課題の内容 ▸
1 > ワクチン原料受託の記事で、AGCの受託が「ワクチンの「要」を製造」と書かれているのはなぜですか。記事に書かれている理由を1〜3文で説明してください。
2 > ワクチン原料受託の記事のうち、「コミナティは、米ファイザーと」から始まり「ワクチンの要となる「mRNA」とは、DNAに似た「遺伝物質」の一種。」で終わる部分を、そのまま書き写してください。
3 > ワクチン原料受託の記事の最後の文に続けて、記事を書き進めてください。

本文の抜粋 ▸
+ + +

ファイザー・ビオンテック製のワクチン。
REUTERS/Carlos Osorio/File Photo
AGCは6月8日、バイオ医薬品の受託製造(CDMO)を手がける子会社AGC Biologicsが、新型コロナウイルスに対するワクチン「Pfizer-BioNTech COVID-19 Vaccine」(日本名:コミナティ)の原材料となる「プラスミドDNA」の製造を受託したことを発表した。
コミナティは、米ファイザーと独ビオンテックが共同開発したワクチンで、いわゆる「mRNAワクチン」だ。
日本では、2021年2月に国内初のワクチンとして特例承認され、6月7日段階で1600万回以上の接種が完了している。2021年中には、ファイザー・ビオンテック製のワクチンが合計1億9400万回分供給される見込みとなっている。
世界でもその存在感は際立っている。
ファイザー広報によると、6月3日時点で、すでに6億4000万回以上のワクチンを世界中に出荷しており、2021年末までに合計25億回以上のワクチンを製造できる見通しだという。
ワクチンの「要」を製造
ワクチンの要となる「mRNA」とは、DNAに似た「遺伝物質」の一種。
AGCが製造を受託したプラスミドDNAは、ワクチンの要となる「mRNA」を製造するのに必要な物質だ。

+ + +

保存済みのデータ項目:
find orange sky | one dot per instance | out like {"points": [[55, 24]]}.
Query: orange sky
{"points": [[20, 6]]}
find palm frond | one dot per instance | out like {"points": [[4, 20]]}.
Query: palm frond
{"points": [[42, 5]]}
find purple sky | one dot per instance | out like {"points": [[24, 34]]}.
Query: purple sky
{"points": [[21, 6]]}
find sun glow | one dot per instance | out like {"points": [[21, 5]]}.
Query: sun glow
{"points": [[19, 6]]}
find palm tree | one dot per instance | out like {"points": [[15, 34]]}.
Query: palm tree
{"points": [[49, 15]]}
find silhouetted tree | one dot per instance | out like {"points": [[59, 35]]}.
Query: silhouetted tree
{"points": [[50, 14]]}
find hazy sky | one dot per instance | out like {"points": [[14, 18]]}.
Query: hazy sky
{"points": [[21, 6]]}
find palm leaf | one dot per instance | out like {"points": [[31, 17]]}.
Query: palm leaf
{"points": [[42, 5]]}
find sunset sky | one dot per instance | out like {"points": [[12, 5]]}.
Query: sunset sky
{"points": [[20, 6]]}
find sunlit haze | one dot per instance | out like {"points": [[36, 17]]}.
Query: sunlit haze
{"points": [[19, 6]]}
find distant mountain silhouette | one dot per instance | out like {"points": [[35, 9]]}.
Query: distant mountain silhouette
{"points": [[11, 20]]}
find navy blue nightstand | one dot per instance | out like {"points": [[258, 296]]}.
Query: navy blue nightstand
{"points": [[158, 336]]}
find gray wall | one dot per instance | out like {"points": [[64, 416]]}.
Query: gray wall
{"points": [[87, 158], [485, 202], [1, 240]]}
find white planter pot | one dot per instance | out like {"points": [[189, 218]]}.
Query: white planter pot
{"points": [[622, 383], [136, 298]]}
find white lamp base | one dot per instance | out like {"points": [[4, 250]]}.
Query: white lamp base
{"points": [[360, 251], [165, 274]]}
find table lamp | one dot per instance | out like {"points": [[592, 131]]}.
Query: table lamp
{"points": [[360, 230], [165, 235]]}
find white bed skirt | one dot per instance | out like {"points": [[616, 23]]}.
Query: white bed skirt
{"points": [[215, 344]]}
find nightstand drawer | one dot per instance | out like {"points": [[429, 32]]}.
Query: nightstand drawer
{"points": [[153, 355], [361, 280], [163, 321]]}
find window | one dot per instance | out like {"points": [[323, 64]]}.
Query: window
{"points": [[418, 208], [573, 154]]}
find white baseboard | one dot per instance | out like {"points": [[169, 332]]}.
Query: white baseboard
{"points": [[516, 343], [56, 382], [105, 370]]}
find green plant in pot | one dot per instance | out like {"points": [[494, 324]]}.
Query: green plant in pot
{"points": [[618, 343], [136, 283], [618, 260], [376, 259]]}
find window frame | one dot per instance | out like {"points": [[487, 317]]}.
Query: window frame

+ + +

解答 ▸
1 > AGCが製造を受託したプラスミドDNAは、ワクチンの要となる「mRNA」を作るのに必要な物質だからです。

2 >
コミナティは、米ファイザーと独ビオンテックが共同開発したワクチンで、いわゆる「mRNAワクチン」だ。
日本では、2021年2月に国内初のワクチンとして特例承認され、6月7日段階で1600万回以上の接種が完了している。2021年中には、ファイザー・ビオンテック製のワクチンが合計1億9400万回分供給される見込みとなっている。
世界でもその存在感は際立っている。
ファイザー広報によると、6月3日時点で、すでに6億4000万回以上のワクチンを世界中に出荷しており、2021年末までに合計25億回以上のワクチンを製造できる見通しだという。
ワクチンの「要」を製造
ワクチンの要となる「mRNA」とは、DNAに似た「遺伝物質」の一種。

3 >
mRNAワクチンは大まかに言えば、mRNAを脂質などの膜に包んだ状態で細胞に届けることで、細胞内で新型コロナウイルスのタンパク質の一部をつくり出す。これにより、私たちの体は新型コロナウイルスに対する免疫を獲得することができる。
AGCの広報はBusiness Insider Japanの取材に対して、
「製造量については秘密保持契約のために公開していませんが、日本でも打つようなワクチンでもあるため、貢献していきたい」
と語った。
AGCは、新型コロナウイルスのワクチン開発において、臨床試験用ではあるものの米ノヴァヴァックスが製造するワクチンのアジュバント(免疫を活性化する物質)や、日本のアンジェスが開発しているDNAワクチンの中間体の製造(タカラバイオから受託)にも関わってきた。
ガラスメーカーとしてのイメージが強いAGCだが、近年、医薬メーカーが開発した医薬品の製造を、製造プロセスの開発から請け負う「CDMO」事業に力を入れており、特にバイオ医薬品に関連した分野で存在感を放っている。